■ Seitenauszug ■

Chronische Wunden bleiben Sorgenkind der Pflege
Die sogenannte "Moderne" Wundversorgung sei inzwischen 50 Jahre alt und werde den wachsenden Herausforderungen in der Wundtherapie nicht mehr gerecht, beklagten Ärzte und Pfleger auf dem Pflege Kongress Ende Januar in Berlin. Für viele Betroffene bedeute die Erkrankung zudem erhebliche Einbussen in der Lebensqualität und soziale Isolation. "Es gibt zahlreiche Studien, die einen eindeutigen Zusammenhang zwischen chronischen Wunden und Depressionen belegen", betonte die pflegerische Expertin für Wundversorgung Kerstin Protz aus Hamburg. "Und die Amputation bedeutet für viele Patienten dann das Aus." Neue Behandlungsoptionen für Menschen mit chronischen Wunden seien daher dringend geboten, so die Experten einstimmig auf dem Kongress.
Chronische Wunden: Therapien
Neue Therapieansätze sind zwar in Sicht, doch die meisten sind teuer und bleiben spezialisierten Zentren vorbehalten. Dazu zählen etwa die neue Vakuumtherapie VAC-Instill, die Stammzelltherapie und eine neuartige Plasmastrahlbehandlung, dieKeime reduzieren und die Wundheilung fördern soll. "Der Nachteil dieser Therapien ist, dass sie für den praktischen Einsatz im ambulanten Bereich nicht geeignet sind", kommentierte die ICW-Wundexpertin Zeynep Babadagi-Hardt, die in Duisburg einen ambulanten Pflegedienst und eine Akademie betreibt. Anders Wachstumsfaktoren und ein Hämoglobin-Spray: Beide Präparate präsentieren eine neue Generation in der Wundtherapie - und können von Pflegdiensten angewendet werden. Jedoch sei eine Tube Wachstumsfaktoren mit knapp 1 000 Euro extrem teuer und werde nur in wenigen Fällen von den Kassen erstattet, gab Hardt zu bedenken. Ein in Mexiko zugelassener Hämoglobin-Spray, der den Wunden den zur Wundheilung benötigten Sauerstoff zuführt, kommt demnächst auch in Deutschland auf den Markt. "Mit wenigen Euro pro Behandlung wäre dieses Produkt tatsächlich bezahlbar", kommentierte Hardt den Spray. "In Sachen Wirksamkeit bin ich gespannt, ob die vielversprechenden Ergebnisse aus Mexiko bestätigt werden können".

■ Ziel der Aufgabe ■
Gib aus dem Artikel über chronische Wunden den Wortlaut unverändert aus, der mit „Chronische Wunden bleiben“ beginnt und sich bis einschließlich „auf dem Kongress.“ fortsetzt.

Annotierte Foto-Lokalisierungsdaten
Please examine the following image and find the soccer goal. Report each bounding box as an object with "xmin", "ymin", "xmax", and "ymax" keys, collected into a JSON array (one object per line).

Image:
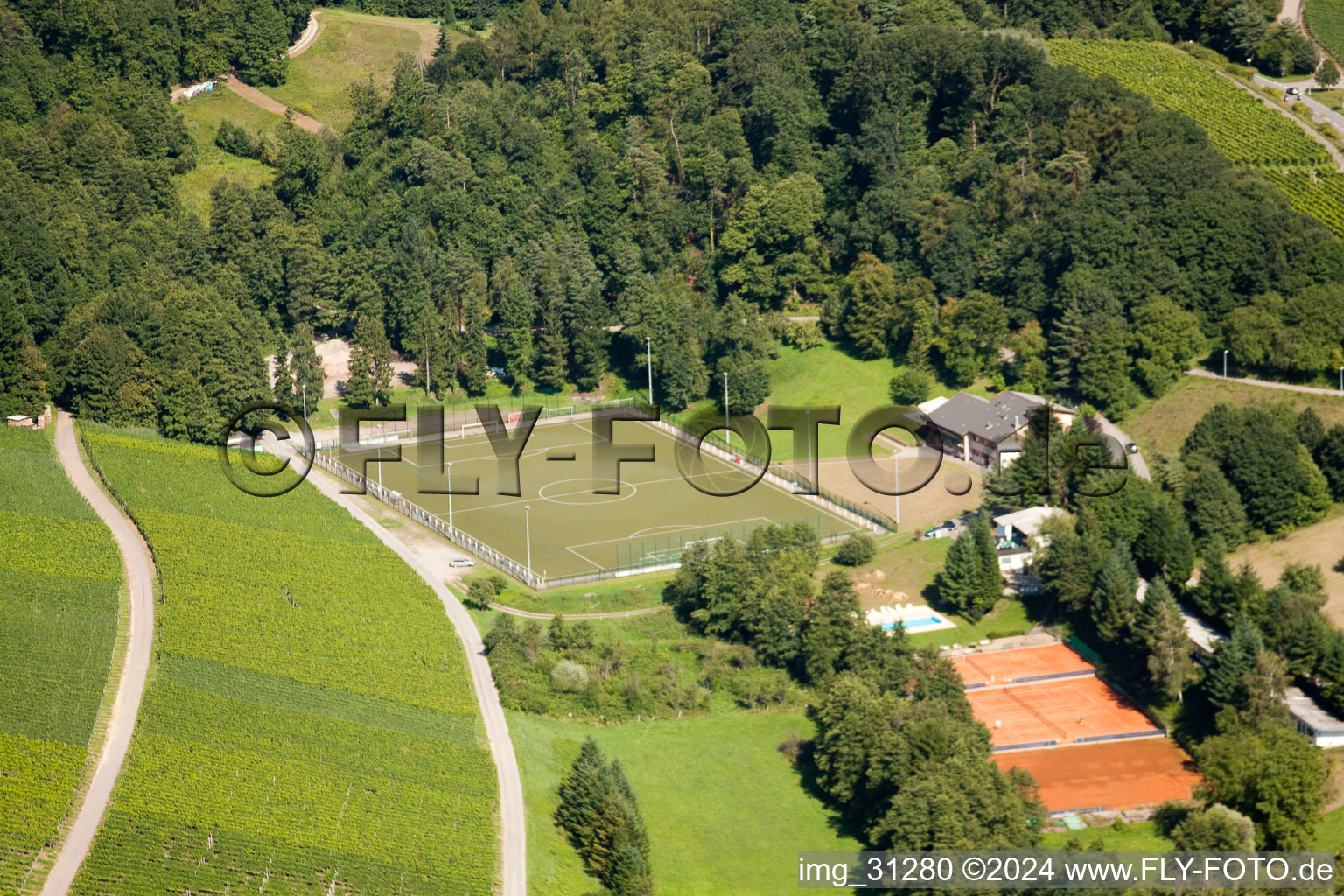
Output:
[{"xmin": 461, "ymin": 421, "xmax": 485, "ymax": 439}]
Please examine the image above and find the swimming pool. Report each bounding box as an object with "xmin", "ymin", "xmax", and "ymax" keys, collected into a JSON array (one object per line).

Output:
[{"xmin": 882, "ymin": 612, "xmax": 955, "ymax": 633}]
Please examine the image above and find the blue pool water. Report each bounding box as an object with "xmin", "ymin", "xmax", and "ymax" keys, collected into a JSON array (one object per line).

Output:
[{"xmin": 882, "ymin": 614, "xmax": 946, "ymax": 633}]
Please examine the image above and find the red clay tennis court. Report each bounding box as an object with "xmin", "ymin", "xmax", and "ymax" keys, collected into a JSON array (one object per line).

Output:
[
  {"xmin": 951, "ymin": 643, "xmax": 1093, "ymax": 688},
  {"xmin": 992, "ymin": 738, "xmax": 1199, "ymax": 811},
  {"xmin": 966, "ymin": 676, "xmax": 1161, "ymax": 750}
]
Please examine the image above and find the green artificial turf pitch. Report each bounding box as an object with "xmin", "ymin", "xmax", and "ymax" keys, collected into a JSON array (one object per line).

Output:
[{"xmin": 336, "ymin": 416, "xmax": 856, "ymax": 579}]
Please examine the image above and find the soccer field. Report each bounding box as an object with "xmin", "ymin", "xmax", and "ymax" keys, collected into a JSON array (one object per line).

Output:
[{"xmin": 336, "ymin": 416, "xmax": 859, "ymax": 580}]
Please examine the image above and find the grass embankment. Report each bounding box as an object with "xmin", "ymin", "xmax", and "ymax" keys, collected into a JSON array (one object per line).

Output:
[
  {"xmin": 0, "ymin": 427, "xmax": 122, "ymax": 893},
  {"xmin": 476, "ymin": 570, "xmax": 672, "ymax": 615},
  {"xmin": 1228, "ymin": 505, "xmax": 1344, "ymax": 625},
  {"xmin": 1121, "ymin": 376, "xmax": 1344, "ymax": 452},
  {"xmin": 261, "ymin": 7, "xmax": 466, "ymax": 131},
  {"xmin": 508, "ymin": 713, "xmax": 859, "ymax": 896},
  {"xmin": 74, "ymin": 430, "xmax": 499, "ymax": 893},
  {"xmin": 176, "ymin": 86, "xmax": 279, "ymax": 220},
  {"xmin": 763, "ymin": 341, "xmax": 989, "ymax": 461}
]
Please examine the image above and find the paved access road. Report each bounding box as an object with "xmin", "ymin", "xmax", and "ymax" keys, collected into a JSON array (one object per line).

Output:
[
  {"xmin": 42, "ymin": 411, "xmax": 155, "ymax": 896},
  {"xmin": 1096, "ymin": 414, "xmax": 1153, "ymax": 482},
  {"xmin": 491, "ymin": 603, "xmax": 667, "ymax": 622},
  {"xmin": 1186, "ymin": 369, "xmax": 1344, "ymax": 397}
]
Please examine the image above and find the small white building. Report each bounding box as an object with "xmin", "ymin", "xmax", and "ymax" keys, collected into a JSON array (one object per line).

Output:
[
  {"xmin": 1284, "ymin": 688, "xmax": 1344, "ymax": 747},
  {"xmin": 995, "ymin": 507, "xmax": 1065, "ymax": 547}
]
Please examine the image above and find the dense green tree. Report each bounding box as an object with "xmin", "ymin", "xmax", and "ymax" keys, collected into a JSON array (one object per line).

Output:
[
  {"xmin": 935, "ymin": 290, "xmax": 1008, "ymax": 386},
  {"xmin": 1184, "ymin": 464, "xmax": 1246, "ymax": 545},
  {"xmin": 1133, "ymin": 297, "xmax": 1204, "ymax": 396},
  {"xmin": 1294, "ymin": 407, "xmax": 1325, "ymax": 457},
  {"xmin": 555, "ymin": 738, "xmax": 653, "ymax": 896},
  {"xmin": 1196, "ymin": 725, "xmax": 1326, "ymax": 849},
  {"xmin": 276, "ymin": 324, "xmax": 326, "ymax": 410},
  {"xmin": 1172, "ymin": 803, "xmax": 1256, "ymax": 851},
  {"xmin": 492, "ymin": 256, "xmax": 535, "ymax": 392},
  {"xmin": 835, "ymin": 532, "xmax": 876, "ymax": 567},
  {"xmin": 1293, "ymin": 444, "xmax": 1332, "ymax": 525},
  {"xmin": 840, "ymin": 253, "xmax": 898, "ymax": 360},
  {"xmin": 1316, "ymin": 424, "xmax": 1344, "ymax": 501},
  {"xmin": 158, "ymin": 371, "xmax": 212, "ymax": 442},
  {"xmin": 346, "ymin": 317, "xmax": 393, "ymax": 407},
  {"xmin": 935, "ymin": 513, "xmax": 1003, "ymax": 620},
  {"xmin": 462, "ymin": 290, "xmax": 489, "ymax": 396},
  {"xmin": 1134, "ymin": 496, "xmax": 1195, "ymax": 584}
]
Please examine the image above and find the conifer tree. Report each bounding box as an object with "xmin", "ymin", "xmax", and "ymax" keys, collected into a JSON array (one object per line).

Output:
[
  {"xmin": 1294, "ymin": 409, "xmax": 1325, "ymax": 455},
  {"xmin": 842, "ymin": 253, "xmax": 897, "ymax": 357},
  {"xmin": 1134, "ymin": 579, "xmax": 1195, "ymax": 700},
  {"xmin": 462, "ymin": 290, "xmax": 489, "ymax": 396},
  {"xmin": 555, "ymin": 738, "xmax": 653, "ymax": 896},
  {"xmin": 1091, "ymin": 542, "xmax": 1138, "ymax": 645},
  {"xmin": 289, "ymin": 322, "xmax": 324, "ymax": 410},
  {"xmin": 937, "ymin": 522, "xmax": 985, "ymax": 620},
  {"xmin": 535, "ymin": 268, "xmax": 566, "ymax": 389},
  {"xmin": 1204, "ymin": 617, "xmax": 1264, "ymax": 713},
  {"xmin": 494, "ymin": 256, "xmax": 534, "ymax": 394},
  {"xmin": 158, "ymin": 369, "xmax": 219, "ymax": 442},
  {"xmin": 346, "ymin": 317, "xmax": 393, "ymax": 407},
  {"xmin": 555, "ymin": 738, "xmax": 605, "ymax": 849},
  {"xmin": 972, "ymin": 513, "xmax": 1004, "ymax": 615},
  {"xmin": 1192, "ymin": 537, "xmax": 1234, "ymax": 620}
]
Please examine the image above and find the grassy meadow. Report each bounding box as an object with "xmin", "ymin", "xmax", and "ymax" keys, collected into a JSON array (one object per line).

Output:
[
  {"xmin": 508, "ymin": 713, "xmax": 859, "ymax": 896},
  {"xmin": 261, "ymin": 7, "xmax": 466, "ymax": 131},
  {"xmin": 176, "ymin": 86, "xmax": 279, "ymax": 219}
]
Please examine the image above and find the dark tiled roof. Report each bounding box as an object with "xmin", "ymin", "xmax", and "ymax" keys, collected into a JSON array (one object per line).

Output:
[{"xmin": 928, "ymin": 391, "xmax": 1069, "ymax": 444}]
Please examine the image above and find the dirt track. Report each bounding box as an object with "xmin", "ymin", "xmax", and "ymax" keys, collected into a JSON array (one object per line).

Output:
[
  {"xmin": 219, "ymin": 78, "xmax": 323, "ymax": 135},
  {"xmin": 42, "ymin": 411, "xmax": 155, "ymax": 896}
]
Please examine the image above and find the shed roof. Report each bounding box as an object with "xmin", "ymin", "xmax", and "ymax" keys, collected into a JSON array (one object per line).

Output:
[{"xmin": 1284, "ymin": 688, "xmax": 1344, "ymax": 735}]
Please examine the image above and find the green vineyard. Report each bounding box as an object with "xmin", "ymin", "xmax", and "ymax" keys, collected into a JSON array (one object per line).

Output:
[
  {"xmin": 1302, "ymin": 0, "xmax": 1344, "ymax": 60},
  {"xmin": 1050, "ymin": 39, "xmax": 1344, "ymax": 236},
  {"xmin": 73, "ymin": 430, "xmax": 499, "ymax": 896},
  {"xmin": 0, "ymin": 427, "xmax": 122, "ymax": 893},
  {"xmin": 1264, "ymin": 171, "xmax": 1344, "ymax": 236},
  {"xmin": 1050, "ymin": 40, "xmax": 1334, "ymax": 171}
]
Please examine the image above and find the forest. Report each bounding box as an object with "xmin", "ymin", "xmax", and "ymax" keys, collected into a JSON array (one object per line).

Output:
[{"xmin": 0, "ymin": 0, "xmax": 1344, "ymax": 430}]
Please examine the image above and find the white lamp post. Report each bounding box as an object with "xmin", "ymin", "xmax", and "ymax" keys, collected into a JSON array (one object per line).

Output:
[
  {"xmin": 523, "ymin": 504, "xmax": 532, "ymax": 584},
  {"xmin": 723, "ymin": 371, "xmax": 732, "ymax": 447}
]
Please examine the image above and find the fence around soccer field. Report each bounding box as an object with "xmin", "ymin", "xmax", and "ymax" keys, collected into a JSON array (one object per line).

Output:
[{"xmin": 305, "ymin": 397, "xmax": 871, "ymax": 592}]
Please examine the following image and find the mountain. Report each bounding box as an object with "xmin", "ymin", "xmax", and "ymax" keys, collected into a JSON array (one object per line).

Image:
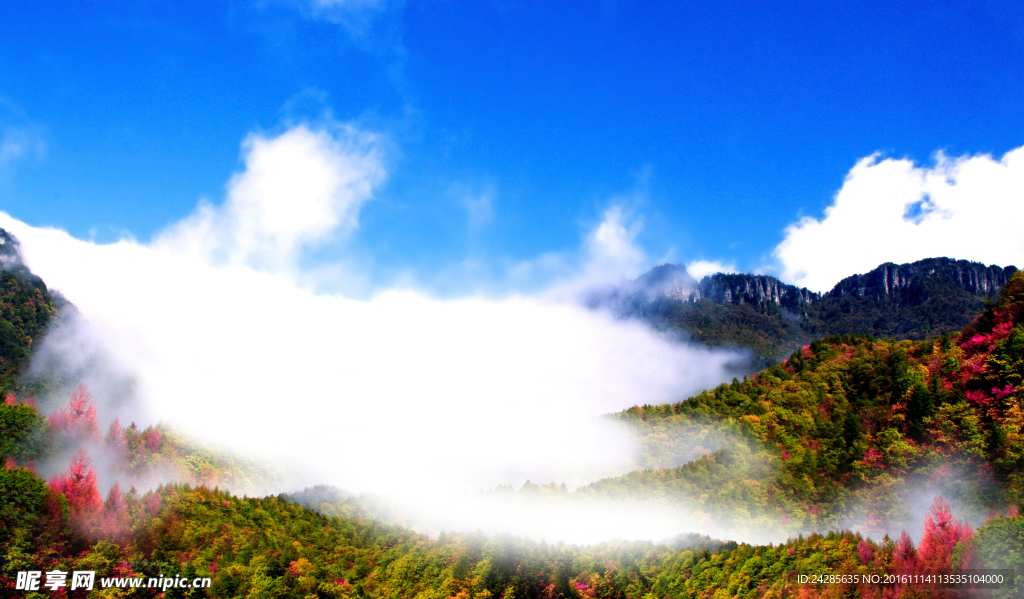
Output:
[
  {"xmin": 606, "ymin": 258, "xmax": 1017, "ymax": 372},
  {"xmin": 0, "ymin": 228, "xmax": 60, "ymax": 395},
  {"xmin": 578, "ymin": 270, "xmax": 1024, "ymax": 533},
  {"xmin": 0, "ymin": 230, "xmax": 1024, "ymax": 599}
]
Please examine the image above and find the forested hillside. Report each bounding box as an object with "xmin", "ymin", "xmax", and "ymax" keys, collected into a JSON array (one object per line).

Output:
[
  {"xmin": 606, "ymin": 258, "xmax": 1017, "ymax": 371},
  {"xmin": 6, "ymin": 230, "xmax": 1024, "ymax": 599},
  {"xmin": 580, "ymin": 273, "xmax": 1024, "ymax": 531},
  {"xmin": 0, "ymin": 228, "xmax": 56, "ymax": 394}
]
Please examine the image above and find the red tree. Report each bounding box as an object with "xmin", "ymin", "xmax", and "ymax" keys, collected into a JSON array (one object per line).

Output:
[
  {"xmin": 49, "ymin": 384, "xmax": 100, "ymax": 439},
  {"xmin": 918, "ymin": 497, "xmax": 974, "ymax": 569},
  {"xmin": 50, "ymin": 450, "xmax": 103, "ymax": 519}
]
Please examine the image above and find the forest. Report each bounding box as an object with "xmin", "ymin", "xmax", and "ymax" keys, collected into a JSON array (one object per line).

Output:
[{"xmin": 0, "ymin": 249, "xmax": 1024, "ymax": 599}]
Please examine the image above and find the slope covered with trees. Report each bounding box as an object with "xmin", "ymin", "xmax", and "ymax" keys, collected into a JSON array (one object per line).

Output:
[
  {"xmin": 606, "ymin": 258, "xmax": 1017, "ymax": 371},
  {"xmin": 581, "ymin": 273, "xmax": 1024, "ymax": 531}
]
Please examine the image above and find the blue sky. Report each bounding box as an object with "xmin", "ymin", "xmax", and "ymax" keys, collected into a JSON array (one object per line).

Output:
[{"xmin": 0, "ymin": 0, "xmax": 1024, "ymax": 289}]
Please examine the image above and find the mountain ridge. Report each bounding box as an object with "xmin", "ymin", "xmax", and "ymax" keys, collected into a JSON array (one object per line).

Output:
[{"xmin": 606, "ymin": 257, "xmax": 1017, "ymax": 372}]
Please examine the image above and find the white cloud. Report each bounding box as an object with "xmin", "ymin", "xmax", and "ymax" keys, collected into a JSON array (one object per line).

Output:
[
  {"xmin": 686, "ymin": 260, "xmax": 736, "ymax": 281},
  {"xmin": 773, "ymin": 147, "xmax": 1024, "ymax": 291},
  {"xmin": 154, "ymin": 125, "xmax": 384, "ymax": 271},
  {"xmin": 0, "ymin": 122, "xmax": 735, "ymax": 534}
]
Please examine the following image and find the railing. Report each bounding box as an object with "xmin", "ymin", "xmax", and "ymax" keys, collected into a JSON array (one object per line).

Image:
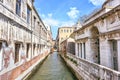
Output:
[{"xmin": 67, "ymin": 54, "xmax": 120, "ymax": 80}]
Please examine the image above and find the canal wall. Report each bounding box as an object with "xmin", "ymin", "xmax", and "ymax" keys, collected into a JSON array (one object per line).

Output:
[
  {"xmin": 0, "ymin": 51, "xmax": 49, "ymax": 80},
  {"xmin": 15, "ymin": 52, "xmax": 49, "ymax": 80},
  {"xmin": 60, "ymin": 54, "xmax": 84, "ymax": 80}
]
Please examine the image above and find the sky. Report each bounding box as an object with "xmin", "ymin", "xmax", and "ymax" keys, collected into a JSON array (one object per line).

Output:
[{"xmin": 34, "ymin": 0, "xmax": 105, "ymax": 39}]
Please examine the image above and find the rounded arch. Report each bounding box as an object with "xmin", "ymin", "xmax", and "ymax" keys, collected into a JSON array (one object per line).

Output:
[
  {"xmin": 90, "ymin": 26, "xmax": 99, "ymax": 38},
  {"xmin": 90, "ymin": 26, "xmax": 100, "ymax": 64}
]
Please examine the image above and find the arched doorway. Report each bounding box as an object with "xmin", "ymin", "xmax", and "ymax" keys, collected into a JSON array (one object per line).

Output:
[{"xmin": 91, "ymin": 27, "xmax": 100, "ymax": 64}]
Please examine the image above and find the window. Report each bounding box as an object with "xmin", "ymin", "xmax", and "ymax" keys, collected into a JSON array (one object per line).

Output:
[
  {"xmin": 64, "ymin": 30, "xmax": 66, "ymax": 32},
  {"xmin": 61, "ymin": 38, "xmax": 63, "ymax": 40},
  {"xmin": 26, "ymin": 44, "xmax": 30, "ymax": 58},
  {"xmin": 118, "ymin": 11, "xmax": 120, "ymax": 20},
  {"xmin": 83, "ymin": 43, "xmax": 86, "ymax": 59},
  {"xmin": 15, "ymin": 43, "xmax": 20, "ymax": 63},
  {"xmin": 16, "ymin": 0, "xmax": 21, "ymax": 16},
  {"xmin": 0, "ymin": 0, "xmax": 3, "ymax": 2},
  {"xmin": 27, "ymin": 6, "xmax": 31, "ymax": 23},
  {"xmin": 67, "ymin": 30, "xmax": 69, "ymax": 33},
  {"xmin": 34, "ymin": 16, "xmax": 36, "ymax": 28},
  {"xmin": 61, "ymin": 30, "xmax": 63, "ymax": 32}
]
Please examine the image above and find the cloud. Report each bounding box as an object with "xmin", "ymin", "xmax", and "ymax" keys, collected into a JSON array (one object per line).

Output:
[
  {"xmin": 43, "ymin": 17, "xmax": 60, "ymax": 26},
  {"xmin": 67, "ymin": 7, "xmax": 79, "ymax": 19},
  {"xmin": 89, "ymin": 0, "xmax": 105, "ymax": 6}
]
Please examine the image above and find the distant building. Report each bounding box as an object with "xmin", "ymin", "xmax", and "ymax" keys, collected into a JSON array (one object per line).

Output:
[
  {"xmin": 57, "ymin": 27, "xmax": 75, "ymax": 51},
  {"xmin": 0, "ymin": 0, "xmax": 51, "ymax": 80}
]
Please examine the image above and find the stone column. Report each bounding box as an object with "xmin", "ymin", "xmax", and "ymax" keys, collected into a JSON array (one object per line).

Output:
[
  {"xmin": 75, "ymin": 43, "xmax": 78, "ymax": 57},
  {"xmin": 117, "ymin": 39, "xmax": 120, "ymax": 71},
  {"xmin": 79, "ymin": 43, "xmax": 81, "ymax": 58},
  {"xmin": 82, "ymin": 43, "xmax": 84, "ymax": 59}
]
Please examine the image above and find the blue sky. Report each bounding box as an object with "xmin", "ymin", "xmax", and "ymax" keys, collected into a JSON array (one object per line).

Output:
[{"xmin": 34, "ymin": 0, "xmax": 105, "ymax": 39}]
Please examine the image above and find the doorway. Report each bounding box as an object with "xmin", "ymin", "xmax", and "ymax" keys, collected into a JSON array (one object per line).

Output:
[
  {"xmin": 91, "ymin": 27, "xmax": 100, "ymax": 64},
  {"xmin": 15, "ymin": 43, "xmax": 20, "ymax": 63},
  {"xmin": 111, "ymin": 40, "xmax": 118, "ymax": 71}
]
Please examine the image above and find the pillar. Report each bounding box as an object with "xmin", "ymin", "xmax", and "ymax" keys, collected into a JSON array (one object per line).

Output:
[
  {"xmin": 117, "ymin": 39, "xmax": 120, "ymax": 71},
  {"xmin": 75, "ymin": 43, "xmax": 78, "ymax": 57}
]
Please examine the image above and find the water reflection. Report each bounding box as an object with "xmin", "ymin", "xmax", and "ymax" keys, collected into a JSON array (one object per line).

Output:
[{"xmin": 30, "ymin": 52, "xmax": 77, "ymax": 80}]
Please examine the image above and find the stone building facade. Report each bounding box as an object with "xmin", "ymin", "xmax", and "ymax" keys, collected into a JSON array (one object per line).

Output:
[
  {"xmin": 56, "ymin": 27, "xmax": 75, "ymax": 51},
  {"xmin": 63, "ymin": 0, "xmax": 120, "ymax": 80},
  {"xmin": 75, "ymin": 0, "xmax": 120, "ymax": 71},
  {"xmin": 0, "ymin": 0, "xmax": 51, "ymax": 80}
]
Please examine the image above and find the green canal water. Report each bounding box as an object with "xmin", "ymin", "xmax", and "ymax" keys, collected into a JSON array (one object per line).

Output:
[{"xmin": 30, "ymin": 52, "xmax": 77, "ymax": 80}]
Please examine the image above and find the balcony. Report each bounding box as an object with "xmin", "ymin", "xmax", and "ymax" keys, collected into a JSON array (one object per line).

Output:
[{"xmin": 67, "ymin": 54, "xmax": 120, "ymax": 80}]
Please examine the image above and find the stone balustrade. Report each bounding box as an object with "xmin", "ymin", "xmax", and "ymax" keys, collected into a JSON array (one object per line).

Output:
[{"xmin": 67, "ymin": 54, "xmax": 120, "ymax": 80}]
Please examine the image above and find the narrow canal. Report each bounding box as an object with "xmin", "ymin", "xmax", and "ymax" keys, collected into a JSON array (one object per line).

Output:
[{"xmin": 30, "ymin": 52, "xmax": 77, "ymax": 80}]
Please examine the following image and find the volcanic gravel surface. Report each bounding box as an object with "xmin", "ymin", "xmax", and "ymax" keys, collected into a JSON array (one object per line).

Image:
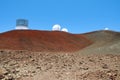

■ Ausgabe unten ■
Chronische Wunden bleiben Sorgenkind der Pflege
Die sogenannte "Moderne" Wundversorgung sei inzwischen 50 Jahre alt und werde den wachsenden Herausforderungen in der Wundtherapie nicht mehr gerecht, beklagten Ärzte und Pfleger auf dem Pflege Kongress Ende Januar in Berlin. Für viele Betroffene bedeute die Erkrankung zudem erhebliche Einbussen in der Lebensqualität und soziale Isolation. "Es gibt zahlreiche Studien, die einen eindeutigen Zusammenhang zwischen chronischen Wunden und Depressionen belegen", betonte die pflegerische Expertin für Wundversorgung Kerstin Protz aus Hamburg. "Und die Amputation bedeutet für viele Patienten dann das Aus." Neue Behandlungsoptionen für Menschen mit chronischen Wunden seien daher dringend geboten, so die Experten einstimmig auf dem Kongress.